# aj's and lil grouper



## snapperhigh (Jan 6, 2009)

it started off very ruff but ended p very nice and for the first trip of the year in my bay boat im pretty satisfied !! we cauht all the fish jigging. 

me and the 1st aj of the day . it finally slicked off and we got out and caught em al on m new torium 20. it just puled em right up










this was the 2nd aj of the day



















my bud keaton 2 perfect grouper and a nice aj for a bay boat !!


----------



## jjam (Dec 9, 2007)

Welcome to the forum and thanks for the post! Keep'em coming and congrads gettin that bay out for some nice jiggin...I just got a Torium 30 and can't wait to see what it'll do with those reef donkeys.

Jimmy


----------



## NaClH2O (Feb 14, 2008)

Hunter great job. Looks like yall had some great sea conditions out there. Welcome to the forum.

Rob


----------



## Brad King (Sep 30, 2007)

Awesome report and great pictures!!!!!

Welcome to the Forum amd we look forward to more great reports as spring gets here


----------



## NavySnooker (Sep 10, 2008)

i must agree with the guys, those are some damn nice AJ's from a bay boat. i have a new trinidad 30 that i'd like to take out for some fun on those big boys. keep up the good work and i'll see you out there for some cobia madness!!:clap:clap


----------



## GONU (Oct 3, 2007)

Welcome to the forum those are some nice AJ's.


----------



## Brant Peacher (Oct 4, 2007)

Nice job! What kind of boat is that you guys are in and many feet?Looks like a blazer! Had to be pretty far off shore....


----------



## SheYakFishr (Oct 1, 2007)

GREAT job!!! Thanks for posting... and welcome!! :clap :letsdrink


----------



## Ocean Man (Sep 27, 2007)

Thanks for the report and pic's. It didn't take you long to figure out the AJ's.


----------



## Brant Peacher (Oct 4, 2007)

> *fishhead0429 (2/24/2009)*looks like a seapro to me


Yeah It might be a little sea pro


----------



## fmitchell (Oct 19, 2007)

Careful guys. it only takes once. Great post - AJ's are a blast!


----------



## snapperhigh (Jan 6, 2009)

thank you guys and it is a 21 foot sea pro


----------



## Private Pilot (Oct 3, 2007)

Very nice!Cool pics


----------



## Captain Gator (Feb 25, 2009)

Good Morning ... new member here.... old fisherman... new member... I just moved my boat to Orange Beach and will start fishing out of there this year... I am wondering about Jigging... I have some jigs and have read a lot about it... I am wondering what colors are the best and where to go... I have a 26ft.. Cat... If anyone can give me some hints please feel free.. I have been a bottom fisherman for years and now I am expanding my horizons...  I also want to catch a Yellowfin and Wahoo this year... It is like learning all over... I can catch the bottom fish with no problems... Now I would like to learn to jig and troll...

It looks like with the bay boat you caught good weather and a place not to far off shore... 

Thanks for any help


----------



## DAWGONIT (Jan 16, 2009)

Schweeeeeeeeeeeeeeeeeet!

Evan.


----------



## snapperhigh (Jan 6, 2009)

we were using 5 oz williamson bentho jigs pink and silver and we just fished random vertical structure


----------



## kingfisher (Jan 22, 2009)

You must have had a blast!

Great pictures

I just need to wait till July to join in the fun!!!


----------

> **WHAT NEEDS TO BE DONE**: In the forum thread about AJs and grouper, what size and make of boat does snapperhigh say the fish were caught from?

> **SUPPLIED MATERIAL**:
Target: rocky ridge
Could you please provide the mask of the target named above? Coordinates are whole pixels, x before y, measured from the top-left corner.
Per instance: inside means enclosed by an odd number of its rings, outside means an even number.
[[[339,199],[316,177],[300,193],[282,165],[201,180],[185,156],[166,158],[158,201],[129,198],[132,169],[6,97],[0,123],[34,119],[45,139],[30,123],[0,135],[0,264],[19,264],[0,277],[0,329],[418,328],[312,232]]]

> **COMPLETE OUTPUT**: A 21-foot Sea Pro.